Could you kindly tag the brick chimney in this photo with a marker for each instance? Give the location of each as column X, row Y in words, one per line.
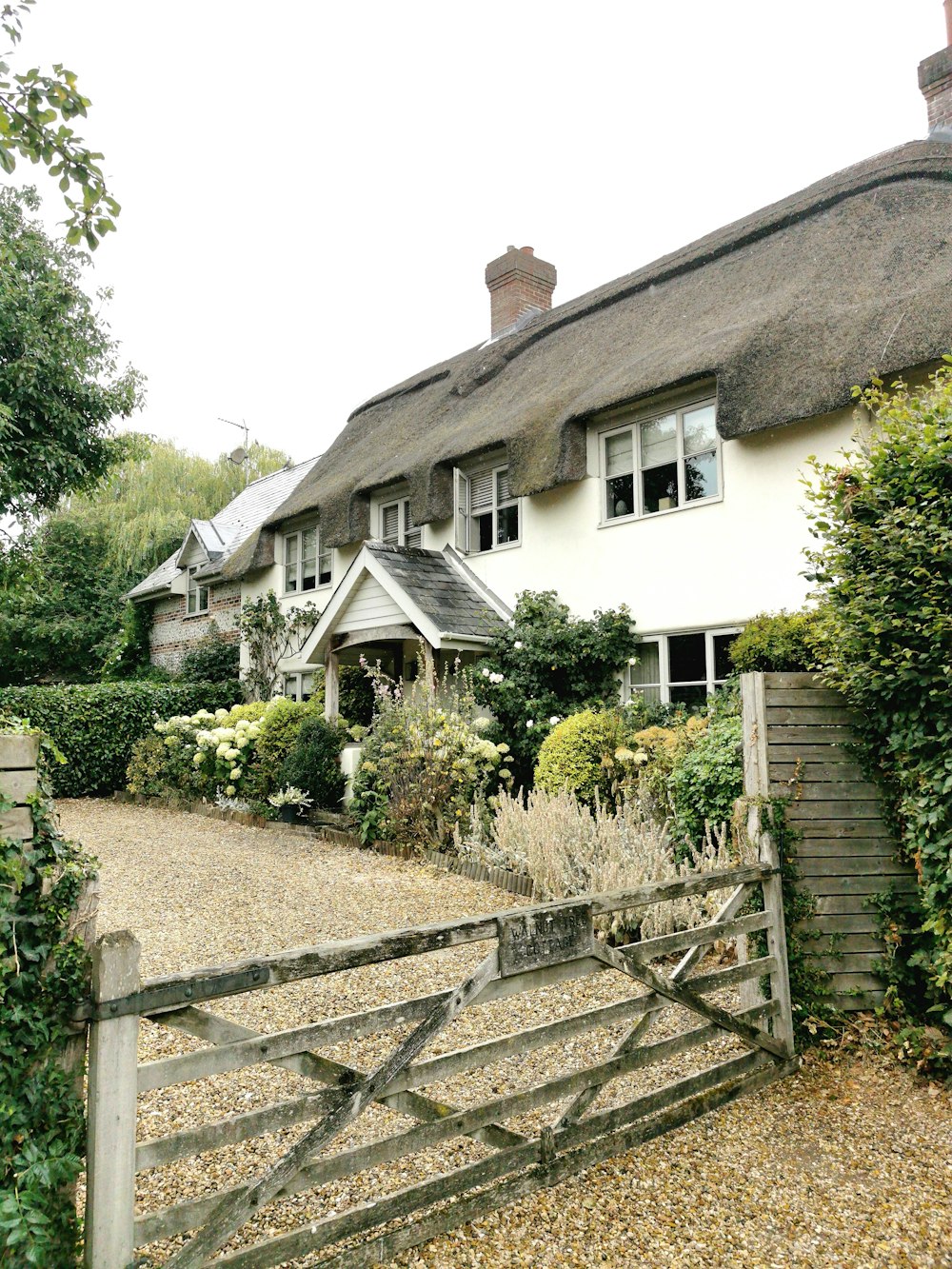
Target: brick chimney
column 936, row 84
column 518, row 285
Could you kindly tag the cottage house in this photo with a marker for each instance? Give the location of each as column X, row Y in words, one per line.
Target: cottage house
column 201, row 583
column 644, row 443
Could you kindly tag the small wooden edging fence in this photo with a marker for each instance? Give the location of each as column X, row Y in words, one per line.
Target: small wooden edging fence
column 529, row 1138
column 799, row 745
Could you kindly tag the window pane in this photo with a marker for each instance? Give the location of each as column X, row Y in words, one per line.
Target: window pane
column 621, row 496
column 649, row 665
column 483, row 530
column 700, row 476
column 700, row 431
column 723, row 662
column 390, row 523
column 508, row 528
column 482, row 491
column 659, row 441
column 661, row 488
column 619, row 454
column 688, row 696
column 687, row 659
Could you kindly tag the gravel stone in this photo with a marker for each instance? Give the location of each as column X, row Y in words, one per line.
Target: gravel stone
column 847, row 1164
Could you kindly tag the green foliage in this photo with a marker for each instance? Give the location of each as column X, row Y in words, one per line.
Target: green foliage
column 269, row 635
column 883, row 564
column 423, row 762
column 579, row 757
column 707, row 777
column 37, row 113
column 314, row 765
column 63, row 617
column 781, row 643
column 97, row 726
column 213, row 659
column 547, row 664
column 60, row 382
column 356, row 696
column 42, row 979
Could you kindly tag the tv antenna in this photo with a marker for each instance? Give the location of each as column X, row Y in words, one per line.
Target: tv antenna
column 239, row 456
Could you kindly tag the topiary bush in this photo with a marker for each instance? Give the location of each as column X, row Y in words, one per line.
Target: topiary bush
column 780, row 643
column 579, row 757
column 312, row 765
column 97, row 726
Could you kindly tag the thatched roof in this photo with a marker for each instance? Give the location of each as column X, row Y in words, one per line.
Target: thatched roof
column 786, row 309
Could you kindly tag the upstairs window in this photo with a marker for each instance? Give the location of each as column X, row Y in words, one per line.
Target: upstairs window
column 307, row 565
column 196, row 595
column 398, row 525
column 663, row 462
column 486, row 513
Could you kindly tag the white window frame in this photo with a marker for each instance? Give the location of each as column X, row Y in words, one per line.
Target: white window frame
column 407, row 533
column 322, row 556
column 465, row 515
column 710, row 683
column 296, row 684
column 194, row 593
column 632, row 426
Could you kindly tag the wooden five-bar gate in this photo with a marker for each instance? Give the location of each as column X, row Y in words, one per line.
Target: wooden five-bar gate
column 611, row 1086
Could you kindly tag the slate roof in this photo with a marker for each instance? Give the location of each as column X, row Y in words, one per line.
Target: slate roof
column 444, row 589
column 231, row 538
column 784, row 309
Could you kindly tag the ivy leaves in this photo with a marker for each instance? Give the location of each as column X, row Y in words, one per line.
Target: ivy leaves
column 36, row 123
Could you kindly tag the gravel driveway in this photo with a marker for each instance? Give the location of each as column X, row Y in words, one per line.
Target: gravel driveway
column 847, row 1164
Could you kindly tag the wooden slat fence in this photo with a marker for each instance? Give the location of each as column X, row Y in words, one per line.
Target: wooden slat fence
column 798, row 738
column 541, row 1122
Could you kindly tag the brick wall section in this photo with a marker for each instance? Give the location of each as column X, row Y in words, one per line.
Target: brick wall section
column 518, row 282
column 173, row 633
column 936, row 84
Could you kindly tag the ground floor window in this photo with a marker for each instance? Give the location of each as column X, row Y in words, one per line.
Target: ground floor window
column 299, row 686
column 684, row 667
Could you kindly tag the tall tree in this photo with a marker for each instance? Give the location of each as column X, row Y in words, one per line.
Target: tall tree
column 61, row 584
column 60, row 381
column 36, row 123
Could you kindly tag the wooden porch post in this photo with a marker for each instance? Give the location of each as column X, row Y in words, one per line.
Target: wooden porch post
column 331, row 685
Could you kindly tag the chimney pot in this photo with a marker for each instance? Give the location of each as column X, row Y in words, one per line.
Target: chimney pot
column 518, row 283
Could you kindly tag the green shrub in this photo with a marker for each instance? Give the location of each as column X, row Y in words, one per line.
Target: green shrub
column 547, row 664
column 312, row 765
column 356, row 696
column 42, row 1130
column 579, row 757
column 781, row 643
column 883, row 521
column 97, row 726
column 706, row 781
column 213, row 659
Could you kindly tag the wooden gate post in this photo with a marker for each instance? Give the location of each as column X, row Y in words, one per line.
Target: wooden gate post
column 757, row 788
column 110, row 1151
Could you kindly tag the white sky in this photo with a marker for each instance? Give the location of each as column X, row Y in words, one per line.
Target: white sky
column 311, row 190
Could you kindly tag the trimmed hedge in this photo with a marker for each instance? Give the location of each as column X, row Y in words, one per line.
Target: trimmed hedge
column 97, row 724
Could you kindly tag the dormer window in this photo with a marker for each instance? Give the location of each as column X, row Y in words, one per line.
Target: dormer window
column 307, row 565
column 398, row 525
column 486, row 513
column 196, row 595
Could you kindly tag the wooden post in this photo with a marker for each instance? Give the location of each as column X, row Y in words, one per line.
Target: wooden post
column 110, row 1151
column 331, row 685
column 18, row 780
column 757, row 787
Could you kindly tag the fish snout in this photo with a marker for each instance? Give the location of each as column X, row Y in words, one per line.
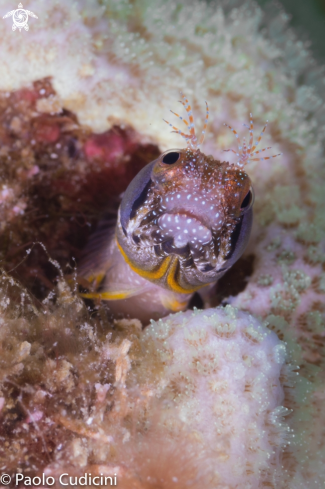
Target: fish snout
column 184, row 229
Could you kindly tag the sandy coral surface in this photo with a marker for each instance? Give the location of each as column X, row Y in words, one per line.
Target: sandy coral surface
column 83, row 94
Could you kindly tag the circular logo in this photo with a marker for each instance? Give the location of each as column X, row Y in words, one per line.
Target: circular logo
column 20, row 17
column 5, row 479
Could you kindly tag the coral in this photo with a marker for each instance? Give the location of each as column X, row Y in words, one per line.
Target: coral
column 116, row 67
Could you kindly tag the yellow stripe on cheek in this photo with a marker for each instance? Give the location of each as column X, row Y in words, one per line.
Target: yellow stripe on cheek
column 150, row 275
column 107, row 296
column 173, row 285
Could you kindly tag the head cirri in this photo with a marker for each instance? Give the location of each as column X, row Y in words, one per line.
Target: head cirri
column 186, row 218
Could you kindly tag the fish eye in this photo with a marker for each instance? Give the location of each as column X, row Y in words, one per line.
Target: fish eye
column 171, row 158
column 247, row 201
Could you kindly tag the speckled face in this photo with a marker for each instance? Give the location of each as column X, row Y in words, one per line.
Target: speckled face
column 185, row 219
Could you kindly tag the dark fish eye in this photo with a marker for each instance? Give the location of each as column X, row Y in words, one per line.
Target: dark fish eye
column 170, row 158
column 247, row 200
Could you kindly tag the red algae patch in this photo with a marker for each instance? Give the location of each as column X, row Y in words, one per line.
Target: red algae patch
column 57, row 180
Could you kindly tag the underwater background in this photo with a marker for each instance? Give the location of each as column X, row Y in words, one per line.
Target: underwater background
column 226, row 397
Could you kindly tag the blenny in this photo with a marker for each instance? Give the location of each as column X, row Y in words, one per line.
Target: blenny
column 184, row 220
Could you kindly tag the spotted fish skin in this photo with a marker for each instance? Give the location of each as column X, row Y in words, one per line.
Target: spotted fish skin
column 182, row 232
column 184, row 220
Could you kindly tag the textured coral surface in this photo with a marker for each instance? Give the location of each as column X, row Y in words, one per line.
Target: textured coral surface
column 73, row 391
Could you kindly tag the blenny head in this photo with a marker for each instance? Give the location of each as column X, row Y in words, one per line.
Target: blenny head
column 186, row 217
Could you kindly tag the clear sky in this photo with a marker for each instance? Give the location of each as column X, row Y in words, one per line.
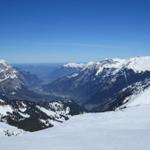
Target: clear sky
column 73, row 30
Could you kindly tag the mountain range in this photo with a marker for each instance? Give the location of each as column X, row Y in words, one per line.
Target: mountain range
column 32, row 103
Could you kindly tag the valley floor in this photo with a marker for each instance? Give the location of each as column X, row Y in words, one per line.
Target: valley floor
column 127, row 129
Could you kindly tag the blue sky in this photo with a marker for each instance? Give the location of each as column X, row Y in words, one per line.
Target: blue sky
column 73, row 30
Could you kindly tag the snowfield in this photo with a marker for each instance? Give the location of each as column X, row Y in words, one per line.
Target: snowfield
column 127, row 129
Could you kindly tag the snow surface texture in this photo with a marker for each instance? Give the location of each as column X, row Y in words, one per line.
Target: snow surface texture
column 127, row 129
column 137, row 64
column 7, row 130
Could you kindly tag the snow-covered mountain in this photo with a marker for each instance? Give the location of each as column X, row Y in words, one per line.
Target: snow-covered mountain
column 127, row 129
column 26, row 109
column 33, row 116
column 96, row 83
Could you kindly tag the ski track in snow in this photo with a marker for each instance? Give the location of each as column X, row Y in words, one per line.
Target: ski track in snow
column 128, row 129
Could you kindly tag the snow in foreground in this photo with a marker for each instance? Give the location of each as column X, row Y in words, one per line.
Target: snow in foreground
column 128, row 129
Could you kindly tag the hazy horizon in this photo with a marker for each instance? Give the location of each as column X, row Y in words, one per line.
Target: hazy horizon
column 73, row 31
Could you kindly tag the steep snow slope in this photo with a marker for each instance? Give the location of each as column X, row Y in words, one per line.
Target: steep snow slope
column 127, row 129
column 137, row 99
column 7, row 130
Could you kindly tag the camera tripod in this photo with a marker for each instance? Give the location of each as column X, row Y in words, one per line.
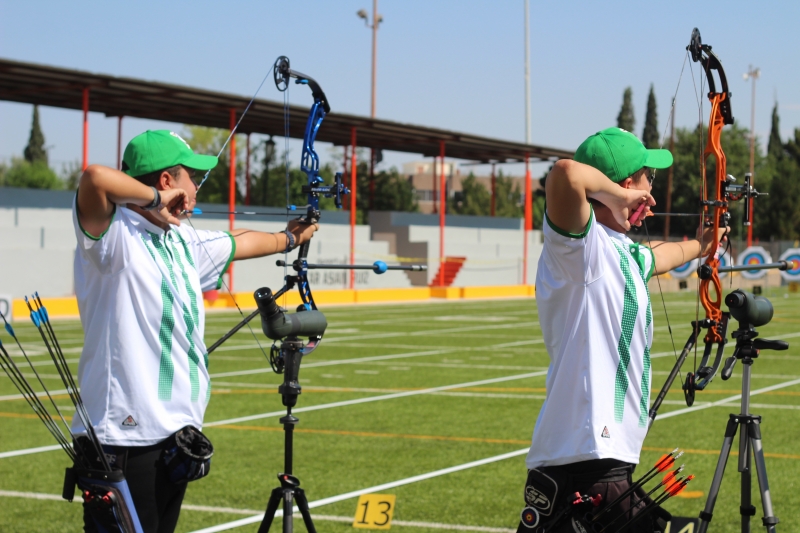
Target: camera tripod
column 289, row 491
column 747, row 350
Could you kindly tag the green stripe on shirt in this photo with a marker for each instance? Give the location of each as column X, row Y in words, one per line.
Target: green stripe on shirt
column 166, row 370
column 629, row 311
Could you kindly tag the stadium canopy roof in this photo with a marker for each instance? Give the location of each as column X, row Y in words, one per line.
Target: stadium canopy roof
column 116, row 96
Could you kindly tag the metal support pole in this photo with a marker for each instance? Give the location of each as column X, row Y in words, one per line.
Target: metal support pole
column 494, row 190
column 528, row 220
column 232, row 189
column 375, row 23
column 119, row 142
column 353, row 177
column 247, row 174
column 435, row 197
column 527, row 75
column 753, row 74
column 670, row 172
column 85, row 128
column 346, row 206
column 442, row 213
column 371, row 178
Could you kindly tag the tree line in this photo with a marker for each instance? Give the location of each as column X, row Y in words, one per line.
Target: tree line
column 777, row 172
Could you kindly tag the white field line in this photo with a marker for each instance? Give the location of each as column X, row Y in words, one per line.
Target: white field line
column 734, row 404
column 316, row 517
column 39, row 394
column 369, row 490
column 357, row 360
column 332, row 405
column 727, row 401
column 29, row 451
column 468, row 329
column 354, row 360
column 404, row 394
column 325, row 501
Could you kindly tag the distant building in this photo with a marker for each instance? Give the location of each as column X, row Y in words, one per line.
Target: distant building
column 421, row 176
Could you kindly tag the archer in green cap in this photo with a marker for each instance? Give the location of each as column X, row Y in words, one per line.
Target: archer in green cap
column 140, row 277
column 597, row 323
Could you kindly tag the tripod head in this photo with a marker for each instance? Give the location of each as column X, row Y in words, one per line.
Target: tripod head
column 751, row 311
column 287, row 328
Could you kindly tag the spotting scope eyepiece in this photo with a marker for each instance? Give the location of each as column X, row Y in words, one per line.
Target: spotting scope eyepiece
column 278, row 325
column 747, row 308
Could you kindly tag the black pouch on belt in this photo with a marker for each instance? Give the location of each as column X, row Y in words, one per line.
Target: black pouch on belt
column 187, row 455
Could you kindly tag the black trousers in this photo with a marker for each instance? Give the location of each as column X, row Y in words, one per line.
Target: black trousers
column 156, row 498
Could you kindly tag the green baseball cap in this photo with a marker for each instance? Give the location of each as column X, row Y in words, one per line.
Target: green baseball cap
column 156, row 150
column 618, row 154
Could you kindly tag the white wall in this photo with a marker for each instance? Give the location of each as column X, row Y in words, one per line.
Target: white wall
column 37, row 247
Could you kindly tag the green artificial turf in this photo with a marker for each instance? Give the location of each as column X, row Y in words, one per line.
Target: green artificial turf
column 388, row 357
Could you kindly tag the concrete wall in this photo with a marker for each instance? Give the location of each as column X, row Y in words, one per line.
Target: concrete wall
column 38, row 242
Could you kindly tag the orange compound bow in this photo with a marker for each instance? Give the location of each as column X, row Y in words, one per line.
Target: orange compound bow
column 715, row 215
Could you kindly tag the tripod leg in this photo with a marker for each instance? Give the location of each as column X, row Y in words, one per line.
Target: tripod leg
column 754, row 431
column 288, row 507
column 746, row 508
column 272, row 506
column 302, row 504
column 708, row 511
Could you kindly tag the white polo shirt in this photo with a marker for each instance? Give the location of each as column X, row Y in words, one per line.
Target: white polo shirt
column 143, row 371
column 594, row 310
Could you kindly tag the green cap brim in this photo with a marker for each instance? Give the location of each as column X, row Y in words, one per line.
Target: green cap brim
column 658, row 159
column 201, row 162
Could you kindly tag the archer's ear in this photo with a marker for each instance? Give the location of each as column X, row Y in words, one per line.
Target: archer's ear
column 626, row 183
column 165, row 181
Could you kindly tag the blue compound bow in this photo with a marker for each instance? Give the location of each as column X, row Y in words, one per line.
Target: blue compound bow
column 314, row 189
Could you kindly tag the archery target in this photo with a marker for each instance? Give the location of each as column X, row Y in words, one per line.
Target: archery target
column 685, row 270
column 792, row 254
column 754, row 255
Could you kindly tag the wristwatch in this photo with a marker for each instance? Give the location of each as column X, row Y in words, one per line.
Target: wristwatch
column 156, row 200
column 289, row 241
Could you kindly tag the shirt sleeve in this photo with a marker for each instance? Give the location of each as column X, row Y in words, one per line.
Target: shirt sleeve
column 212, row 252
column 573, row 257
column 104, row 251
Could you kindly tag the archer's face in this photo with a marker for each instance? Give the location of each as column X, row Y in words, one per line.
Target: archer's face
column 185, row 180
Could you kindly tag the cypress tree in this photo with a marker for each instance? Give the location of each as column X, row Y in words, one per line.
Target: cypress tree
column 625, row 119
column 775, row 146
column 35, row 151
column 650, row 133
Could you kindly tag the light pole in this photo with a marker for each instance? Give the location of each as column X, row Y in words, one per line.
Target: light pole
column 269, row 154
column 753, row 74
column 376, row 21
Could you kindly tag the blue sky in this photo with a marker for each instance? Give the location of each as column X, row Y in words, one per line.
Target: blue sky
column 449, row 64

____

**Stated exercise:** Repeat word for word the stretch of the data above from the line containing "Could you kindly tag the fish eye" through the line containing "column 247, row 200", including both of those lines.

**Result of the task:**
Could you kindly tag the fish eye in this photo with a marker for each instance? Give the location of each as column X, row Y in words, one per line.
Target: fish eye
column 171, row 158
column 247, row 201
Could you kindly tag the speckled face in this photo with a marker for each instance? Give the location of each as column X, row Y in words, one per line.
Target: speckled face
column 185, row 219
Could you kindly tag the dark fish eye in this photo with a marker for each instance? Give the location of each as column X, row Y in words, one per line.
Target: dark fish eye
column 170, row 158
column 247, row 200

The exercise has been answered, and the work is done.